> **What you should do**
Please render each line of the records below as an item in a numbered list, leaving out any blank lines.

::::

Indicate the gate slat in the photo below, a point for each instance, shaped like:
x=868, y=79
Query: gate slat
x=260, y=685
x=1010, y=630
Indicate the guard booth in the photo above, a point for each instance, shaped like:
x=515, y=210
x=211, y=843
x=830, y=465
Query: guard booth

::::

> **Output for this task**
1. Indicate the gate slat in the photo below, a point for each instance, shaped like:
2. x=868, y=79
3. Query: gate slat
4. x=260, y=685
5. x=1010, y=630
6. Indicate the guard booth in the photo above, a point for each instance, shaped like:
7. x=515, y=210
8. x=211, y=843
9. x=830, y=465
10. Query: guard booth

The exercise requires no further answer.